─── Dados fornecidos ───

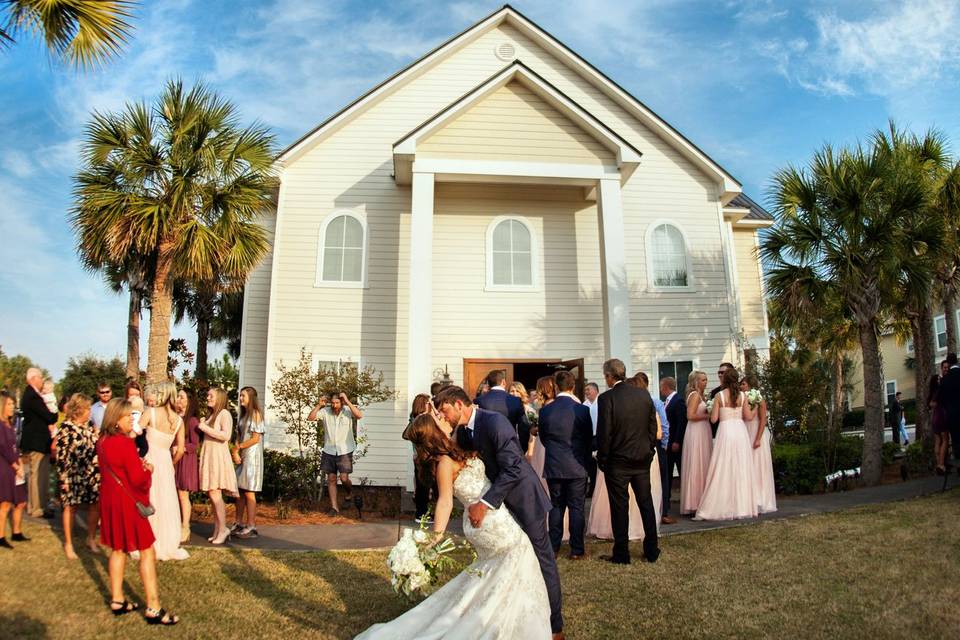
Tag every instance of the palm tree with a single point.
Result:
(84, 33)
(927, 159)
(180, 181)
(844, 223)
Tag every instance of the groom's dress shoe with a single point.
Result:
(613, 560)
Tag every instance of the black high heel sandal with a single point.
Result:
(125, 607)
(160, 617)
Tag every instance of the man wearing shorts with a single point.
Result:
(339, 442)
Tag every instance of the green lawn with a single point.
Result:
(888, 571)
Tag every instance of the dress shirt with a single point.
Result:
(338, 431)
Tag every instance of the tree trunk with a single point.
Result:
(871, 467)
(160, 307)
(133, 337)
(923, 365)
(950, 311)
(836, 418)
(203, 337)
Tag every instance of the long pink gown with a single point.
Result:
(695, 459)
(729, 491)
(598, 520)
(762, 468)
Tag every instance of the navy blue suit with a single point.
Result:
(511, 408)
(566, 431)
(515, 484)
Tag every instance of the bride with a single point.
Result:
(503, 594)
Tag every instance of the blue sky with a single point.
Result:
(757, 84)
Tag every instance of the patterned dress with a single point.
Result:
(77, 467)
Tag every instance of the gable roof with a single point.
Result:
(404, 150)
(730, 186)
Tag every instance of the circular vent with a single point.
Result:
(505, 51)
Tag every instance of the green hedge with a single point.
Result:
(800, 468)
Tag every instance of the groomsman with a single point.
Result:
(722, 370)
(497, 399)
(676, 408)
(626, 444)
(590, 393)
(566, 431)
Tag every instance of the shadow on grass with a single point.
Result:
(21, 626)
(352, 604)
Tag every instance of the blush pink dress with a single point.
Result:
(598, 520)
(695, 458)
(762, 468)
(729, 491)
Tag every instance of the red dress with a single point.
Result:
(122, 528)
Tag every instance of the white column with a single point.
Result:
(617, 291)
(419, 294)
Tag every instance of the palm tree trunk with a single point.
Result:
(203, 337)
(923, 352)
(871, 466)
(950, 311)
(836, 416)
(160, 308)
(133, 337)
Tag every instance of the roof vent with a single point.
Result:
(505, 51)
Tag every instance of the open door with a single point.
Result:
(576, 368)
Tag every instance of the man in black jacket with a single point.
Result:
(626, 444)
(676, 408)
(35, 441)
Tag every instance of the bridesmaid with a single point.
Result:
(250, 471)
(13, 489)
(126, 481)
(187, 473)
(697, 444)
(762, 458)
(216, 465)
(78, 472)
(164, 430)
(729, 492)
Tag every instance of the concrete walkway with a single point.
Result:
(378, 535)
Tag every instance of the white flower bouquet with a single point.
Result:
(416, 562)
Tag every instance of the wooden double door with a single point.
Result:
(475, 370)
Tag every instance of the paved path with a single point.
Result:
(377, 535)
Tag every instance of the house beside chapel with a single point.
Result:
(500, 204)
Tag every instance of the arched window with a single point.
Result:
(511, 251)
(341, 259)
(667, 256)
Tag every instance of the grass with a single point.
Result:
(886, 571)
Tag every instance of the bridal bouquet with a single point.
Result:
(416, 563)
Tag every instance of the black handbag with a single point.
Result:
(146, 510)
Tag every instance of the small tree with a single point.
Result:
(86, 371)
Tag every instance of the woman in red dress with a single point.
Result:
(125, 480)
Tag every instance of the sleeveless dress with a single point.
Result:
(250, 471)
(121, 526)
(502, 596)
(694, 461)
(216, 465)
(763, 483)
(165, 521)
(729, 491)
(598, 521)
(188, 469)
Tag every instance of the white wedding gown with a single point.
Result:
(501, 596)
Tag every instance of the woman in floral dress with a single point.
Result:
(78, 471)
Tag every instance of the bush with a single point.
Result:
(801, 467)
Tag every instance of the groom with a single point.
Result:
(514, 483)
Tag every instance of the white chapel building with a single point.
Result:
(500, 204)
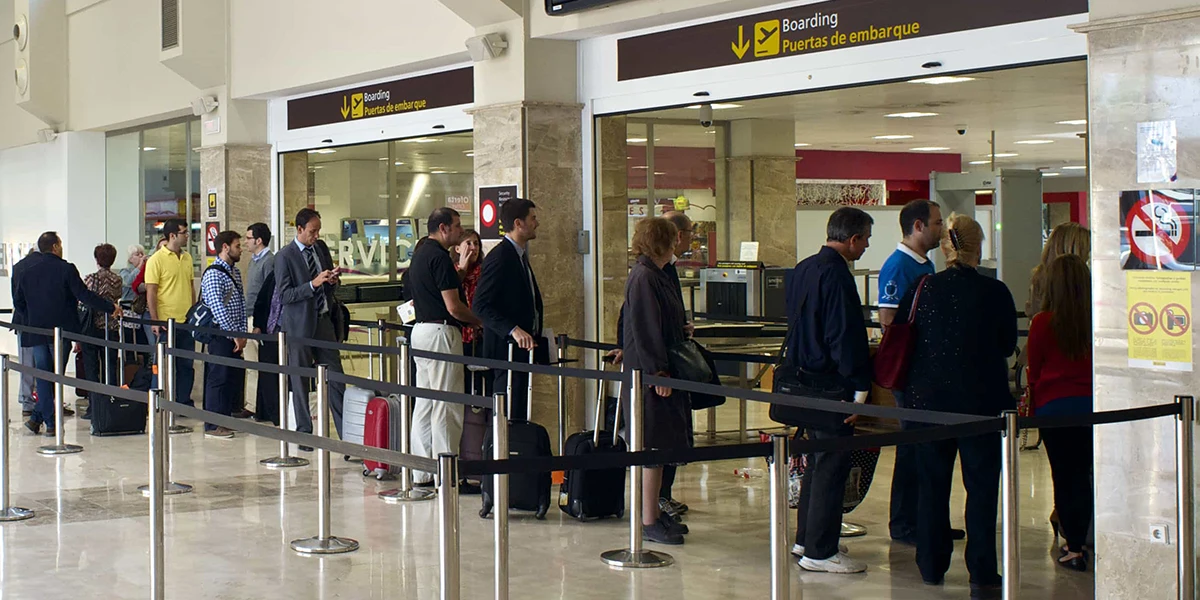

───

Objetivo
Reproduza todas as linhas acima sem nenhuma alteração, omitindo as imagens na resposta.

Solução
Tag every instance of the palm tree with a single point.
Result:
(84, 33)
(927, 159)
(180, 181)
(844, 223)
Tag every instance of the groom's dress shoe with a single point.
Result:
(613, 560)
Tag every instance of the black high heel sandal with a single point.
Result:
(125, 607)
(160, 617)
Tag every instance of the man wearing shorts with a single point.
Result:
(339, 442)
Tag every instance of the green lawn with a single point.
Result:
(888, 571)
Tag every instance of the dress shirt with a single point.
Result:
(338, 431)
Tag every instance of the tree trunk with a single point.
Result:
(871, 467)
(160, 307)
(133, 337)
(923, 365)
(950, 311)
(836, 418)
(203, 337)
Tag every instance of the long pink gown with a single point.
Result:
(695, 459)
(729, 491)
(598, 520)
(762, 468)
Tag every instance of the navy blue suit with a single point.
Result:
(511, 408)
(566, 431)
(515, 484)
Tag every instance of the bride with a single point.
Result:
(503, 594)
Tag every instance of the blue sky with a single point.
Result:
(757, 84)
Tag every instance of the patterned dress with a single point.
Result:
(77, 467)
Tag every instance of the gable roof with a single point.
Result:
(404, 150)
(730, 186)
Tag every instance of the circular vent with a single point.
Result:
(505, 51)
Tag every instance of the green hedge with a single point.
Result:
(800, 468)
Tag every instance of the groomsman with a single point.
Result:
(722, 370)
(497, 399)
(676, 408)
(626, 444)
(590, 393)
(566, 431)
Tag every instance of the shadow on grass with a single point.
Result:
(21, 626)
(352, 604)
Tag every instance of the blush pink dress with a single point.
Result:
(598, 520)
(695, 458)
(762, 468)
(729, 491)
Tag every instance of the red dress with a single point.
Result:
(122, 528)
Tag every instance of the white column with a single point.
Result:
(617, 291)
(419, 294)
Tag every instance of the palm tree trunk with a single point.
Result:
(203, 337)
(923, 352)
(871, 466)
(950, 311)
(836, 416)
(160, 308)
(133, 337)
Tag every instance of the roof vent with a single point.
Result:
(505, 51)
Tag every instance of the open door with a single point.
Result:
(576, 368)
Tag every instance of the man in black jacket with a single point.
Result:
(626, 444)
(676, 408)
(35, 441)
Tag every instance of the bridesmaid with a single point.
Result:
(250, 471)
(13, 489)
(126, 481)
(187, 473)
(697, 444)
(762, 458)
(216, 465)
(78, 472)
(164, 430)
(729, 492)
Tag every instance of the concrete walkway with a single point.
Result:
(378, 535)
Tag every instance of the white flower bouquet with a single point.
Result:
(416, 562)
Tag every instance of the wooden double door with a single point.
Result:
(475, 370)
Tag every instance of the paved path with a single point.
Result:
(377, 535)
Tag every instance of the house beside chapel with a single point.
Result:
(500, 204)
Tag every instance of the arched window with a single point.
Result:
(511, 251)
(341, 259)
(667, 256)
Tag every instance of the grass with a single point.
Result:
(886, 571)
Tag every instance of the bridal bouquet with a single point.
Result:
(416, 563)
Tag every instance of the black handbag with a single point.
Result:
(146, 510)
Tag every instance of the small tree with a single point.
Result:
(86, 371)
Tag every instance of the woman in red dress with a single point.
Result:
(125, 480)
Tag every instance of the sleeveless dress with a single point.
Result:
(250, 471)
(121, 526)
(502, 596)
(694, 461)
(216, 465)
(763, 483)
(165, 521)
(729, 491)
(598, 521)
(188, 469)
Tag every instance of the white wedding gown with a single point.
Result:
(501, 596)
Tag every instance of the woman in floral dress with a single point.
Result:
(78, 471)
Tag every instance of the bush with a single point.
Result:
(801, 467)
Tag every instance of the groom with a single point.
Result:
(514, 483)
Tag every instance of the white chapel building with a single point.
Result:
(500, 204)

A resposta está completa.